(Image point grounding data)
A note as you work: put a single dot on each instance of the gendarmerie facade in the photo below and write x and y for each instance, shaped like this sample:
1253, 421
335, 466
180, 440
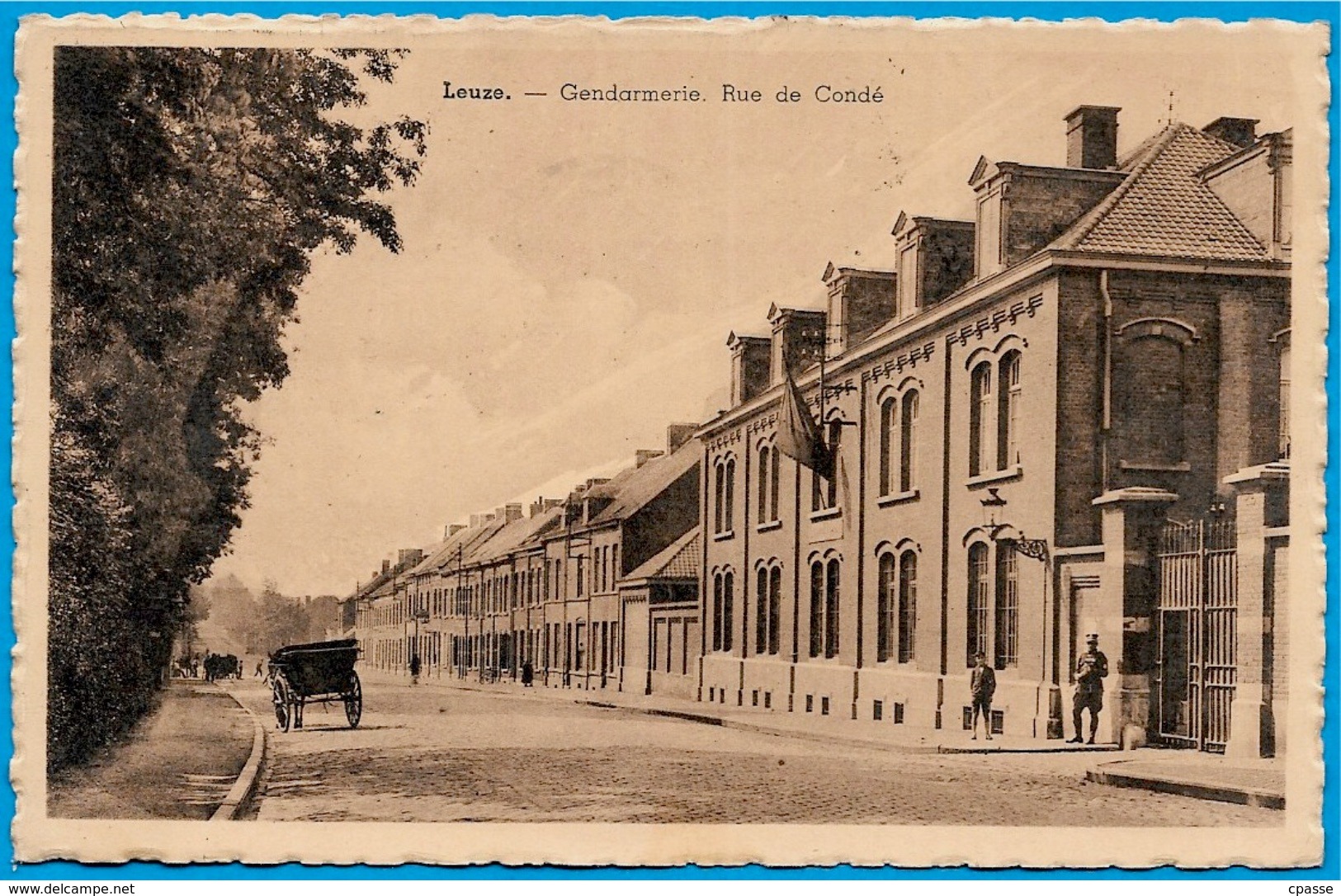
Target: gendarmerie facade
1058, 419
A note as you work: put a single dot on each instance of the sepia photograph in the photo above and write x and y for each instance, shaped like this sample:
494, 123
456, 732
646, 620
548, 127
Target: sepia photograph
654, 441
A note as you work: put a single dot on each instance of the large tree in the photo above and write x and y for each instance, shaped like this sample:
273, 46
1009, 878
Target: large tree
191, 190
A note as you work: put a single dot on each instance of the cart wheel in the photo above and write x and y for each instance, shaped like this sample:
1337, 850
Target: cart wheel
283, 714
353, 700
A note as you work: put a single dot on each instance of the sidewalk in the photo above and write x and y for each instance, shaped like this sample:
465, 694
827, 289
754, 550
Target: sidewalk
178, 762
1250, 782
836, 729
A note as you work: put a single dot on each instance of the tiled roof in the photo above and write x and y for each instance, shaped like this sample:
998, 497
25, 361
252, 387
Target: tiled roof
680, 559
1163, 207
515, 534
635, 487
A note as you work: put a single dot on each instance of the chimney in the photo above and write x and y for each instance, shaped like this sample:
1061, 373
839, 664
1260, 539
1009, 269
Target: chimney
858, 304
748, 366
1092, 137
678, 433
1240, 132
798, 340
935, 257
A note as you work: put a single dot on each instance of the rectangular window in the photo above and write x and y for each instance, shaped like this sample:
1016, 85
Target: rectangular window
907, 606
817, 606
885, 609
980, 600
727, 601
716, 612
832, 596
774, 608
1008, 413
762, 611
1008, 606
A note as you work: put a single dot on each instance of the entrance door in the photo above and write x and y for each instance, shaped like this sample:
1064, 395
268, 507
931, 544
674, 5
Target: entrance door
1197, 613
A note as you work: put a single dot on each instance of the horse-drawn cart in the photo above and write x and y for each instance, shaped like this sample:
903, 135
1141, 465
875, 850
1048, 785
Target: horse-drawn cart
321, 672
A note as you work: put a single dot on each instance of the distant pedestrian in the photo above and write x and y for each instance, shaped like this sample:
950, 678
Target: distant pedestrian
1090, 671
982, 686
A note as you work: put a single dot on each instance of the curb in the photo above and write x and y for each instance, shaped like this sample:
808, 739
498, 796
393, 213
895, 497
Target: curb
1240, 795
815, 737
1096, 747
244, 788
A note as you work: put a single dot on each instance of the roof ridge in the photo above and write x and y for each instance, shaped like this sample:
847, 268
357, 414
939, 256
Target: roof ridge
1098, 214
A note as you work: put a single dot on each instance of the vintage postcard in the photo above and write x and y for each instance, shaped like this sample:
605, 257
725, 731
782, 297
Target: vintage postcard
671, 441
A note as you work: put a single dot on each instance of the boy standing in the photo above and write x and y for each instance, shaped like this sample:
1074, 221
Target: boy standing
982, 684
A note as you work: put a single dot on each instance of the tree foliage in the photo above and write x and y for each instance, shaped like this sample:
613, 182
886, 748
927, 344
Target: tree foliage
191, 190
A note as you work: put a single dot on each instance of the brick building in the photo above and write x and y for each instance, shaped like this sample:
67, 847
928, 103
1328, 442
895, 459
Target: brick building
1061, 417
542, 587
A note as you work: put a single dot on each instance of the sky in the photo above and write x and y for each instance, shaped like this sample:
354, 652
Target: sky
572, 271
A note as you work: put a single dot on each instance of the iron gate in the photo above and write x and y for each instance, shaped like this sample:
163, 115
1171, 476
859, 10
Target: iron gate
1197, 612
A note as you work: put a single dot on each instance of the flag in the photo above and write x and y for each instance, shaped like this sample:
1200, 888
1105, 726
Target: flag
800, 436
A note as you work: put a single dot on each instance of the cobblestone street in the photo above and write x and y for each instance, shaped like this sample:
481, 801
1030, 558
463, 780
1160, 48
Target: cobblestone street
441, 754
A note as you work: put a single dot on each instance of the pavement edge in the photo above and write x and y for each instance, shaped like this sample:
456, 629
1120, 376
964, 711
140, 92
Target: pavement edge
244, 788
1221, 793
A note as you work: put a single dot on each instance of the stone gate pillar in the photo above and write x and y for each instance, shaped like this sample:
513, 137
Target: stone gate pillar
1261, 493
1126, 606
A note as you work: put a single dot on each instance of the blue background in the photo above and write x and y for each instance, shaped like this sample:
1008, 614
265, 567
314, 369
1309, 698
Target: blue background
1329, 12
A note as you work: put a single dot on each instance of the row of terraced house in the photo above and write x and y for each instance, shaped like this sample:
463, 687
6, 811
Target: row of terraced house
1068, 416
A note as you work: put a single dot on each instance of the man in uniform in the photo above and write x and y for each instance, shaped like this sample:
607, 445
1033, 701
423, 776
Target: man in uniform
982, 686
1090, 671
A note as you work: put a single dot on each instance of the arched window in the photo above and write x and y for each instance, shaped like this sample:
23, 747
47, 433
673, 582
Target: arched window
1285, 400
765, 456
730, 495
832, 611
762, 611
774, 608
772, 486
1008, 606
719, 497
885, 609
888, 426
908, 441
980, 405
768, 476
907, 606
1008, 411
817, 608
834, 439
980, 601
729, 596
1150, 401
716, 612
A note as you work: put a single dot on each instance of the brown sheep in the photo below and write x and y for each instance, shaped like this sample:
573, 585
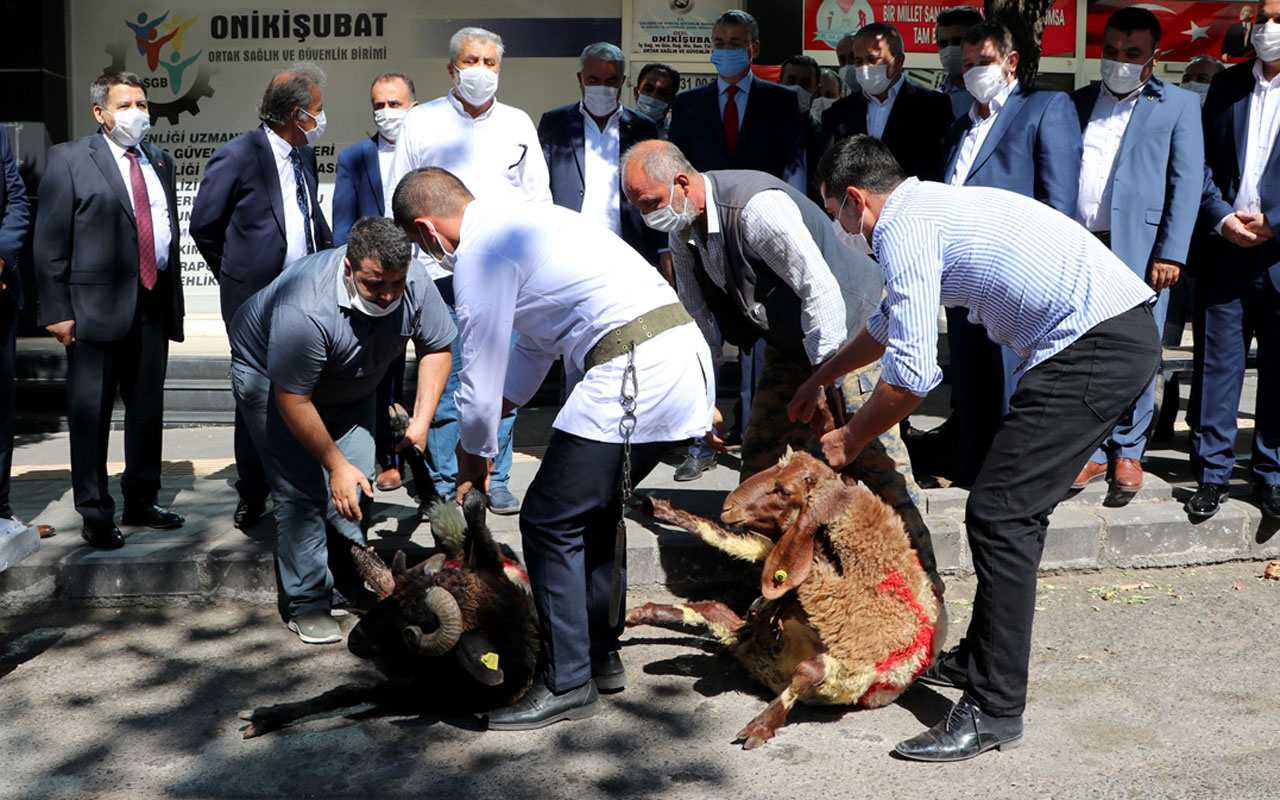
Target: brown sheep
846, 615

**What the task requires**
What is needed is an exact repeat of every entry above, with the pictures left out.

**Solved exercise**
A note as you work: put a single dot on each instance of the gendarmerie facade in the photo below and write x and y for each instance, shaped like this sample:
1253, 421
335, 466
180, 440
Target: gendarmerie facade
1058, 419
A note as you work: put a single dot on each instance of the sepia photograph in the photo above and write x and y for each instance, shaped like this sample:
494, 123
456, 732
646, 620
548, 127
Target: sepia photograph
654, 441
A note as you work: put a single dot on each instance of the large tree in the photo above and write x and y for each instance, shaped like this sample:
273, 46
1009, 878
Target: large tree
191, 190
A note as you work: put a single dot on each instance of the cart wheel in the photo above and write x and y for each instance, shaped like this sample:
1337, 850
Target: cart wheel
283, 714
353, 700
A note as you work: put a single dot on each instance of the sidewalk in the photo above and write x and y for each instance, shaped like this sample:
465, 694
827, 289
754, 550
Target: sidewalk
178, 762
1250, 782
836, 729
A note as you work: put a single dot on each instance of the tiled roof in the photo above and write x and y for each instance, shaped like this sample:
998, 497
25, 361
252, 387
Target: tiled roof
680, 559
1163, 207
515, 534
635, 487
A note as you work: put a single dot on each instance of the chimney in the photo above and write x and y for each instance, shaped like this sample:
1061, 373
839, 664
1260, 539
1009, 269
Target: chimney
858, 304
748, 366
1092, 137
678, 433
1240, 132
798, 340
935, 257
A note as you work: put a single dot on each instance of the rectangular window in the photo above and write x and y for each instance, shaped like this sample:
1016, 85
Target: rectangular window
907, 606
817, 606
885, 609
980, 600
727, 601
716, 612
832, 596
774, 608
1008, 413
762, 611
1008, 606
A note as you work: put a single dot on each instance of the entrance door in the photo above and write x and y for each instance, shaped like this sample:
1064, 395
268, 507
931, 544
674, 5
Target: entrance door
1197, 613
A note as you work: put a single dot on each instance of the horse-drawn cart in the photo above and write x and y for each instance, shaped like this sample:
903, 135
1141, 465
875, 850
1048, 785
Target: horse-drawn cart
321, 672
A note as you work: put a single dot on each instance of the distant pedestrian in the photo above and write x and y for each instance, shaped like this sample:
950, 678
Target: distant pedestrian
1090, 671
982, 686
A note as you work: put a single dot on each instance of the curb in the photo above and write x and y for each instance, shaped like this sample:
808, 739
498, 796
393, 213
895, 497
Target: curb
1240, 795
815, 737
1096, 747
244, 788
A note as you work: put a single dot on each instance of the roof ridge in the photo above and write x and y for each instance, shaped like this sample:
847, 268
357, 414
939, 256
Target: roof ridge
1098, 214
A note as you work: put a single dot on each instance of the vintage postcard in the photo above and write x and y for each instance, shaped like this sample:
605, 257
725, 731
782, 297
Target: vintage postcard
671, 441
A note as you work: put a single dot on each instance of the boy standing in the photo above and write x and y for each instance, shaped like this sample:
1074, 221
Target: boy standing
982, 684
A note as you work: put a single dot on each instance of the tree foliage in the photo above and write x and y for each instance, shaped like this sample:
613, 182
886, 748
927, 344
Target: tree foliage
191, 190
A note as you work: put a single dot on each instance of the brick building in the photo above and write x and y for each instance, shaped like this sample:
67, 847
928, 103
1328, 442
895, 459
Target: brick building
1061, 417
542, 587
A note as you work: put a single dot on each instance of the sky in the photo above and write x and y for each instance, shaped like this sample:
354, 652
Target: sky
572, 271
A note as you work: put a single dot on each instance of the iron gate in the photo above and write x and y for each instance, shaped like this sample:
163, 115
1171, 476
859, 10
Target: iron gate
1197, 612
A note as you work: put a single dot on each instance of the flag in the photo above and write x and y for each instance, shaped like this sample:
1200, 888
1105, 726
Target: flag
800, 436
A note as you work: put a single dot on each instance of the cobblestone street in the photo above and write x and y for each instance, shaped like this sample:
481, 801
1030, 558
463, 780
1160, 48
Target: cobblestone street
441, 754
A note as you work: put a single dot on each instance of the pavement edge in the photo above and write x and y for each instance, shaped like this sample:
456, 629
1120, 376
964, 711
140, 92
Target: pavement edge
244, 788
1221, 793
A note as you work: put a single dot on each instance of the stone gate pillar in the photo above and write x and y for each instance, shaped like this sample:
513, 137
Target: stone gate pillar
1261, 493
1126, 606
A note as you work: put a single dot on each instance of the blue background in the photo above and write x and y for each instance, shaped like this sample:
1008, 614
265, 567
314, 369
1309, 698
Target: blue background
1329, 12
A note as you work: put a single dot on each instance of the row of terraced house in the photo above and write x and y for each instance, shaped like this sample:
463, 687
6, 811
Target: row of terraced house
1068, 416
A note as you work: put a single dot on each instance of the man in uniform in the photo above and write x and y for each instance, shaped like this sample:
607, 445
1033, 701
423, 776
Target: man in uniform
982, 686
1090, 671
A note as you work: put a single dot on each instance of the arched window in the photo above and write x and y for each instance, shaped like this sample:
23, 747
47, 433
673, 582
Target: arched window
1285, 400
765, 456
730, 495
832, 611
762, 611
774, 608
772, 486
1008, 606
719, 497
885, 609
888, 426
908, 441
980, 405
768, 476
907, 606
1008, 411
817, 608
834, 439
980, 601
729, 596
1150, 401
716, 612
A note as you work: put a single dot on each instance of the brown sheep in the photo below and write x and y for each instance, shaped like this sample:
573, 585
Target: brown sheep
846, 615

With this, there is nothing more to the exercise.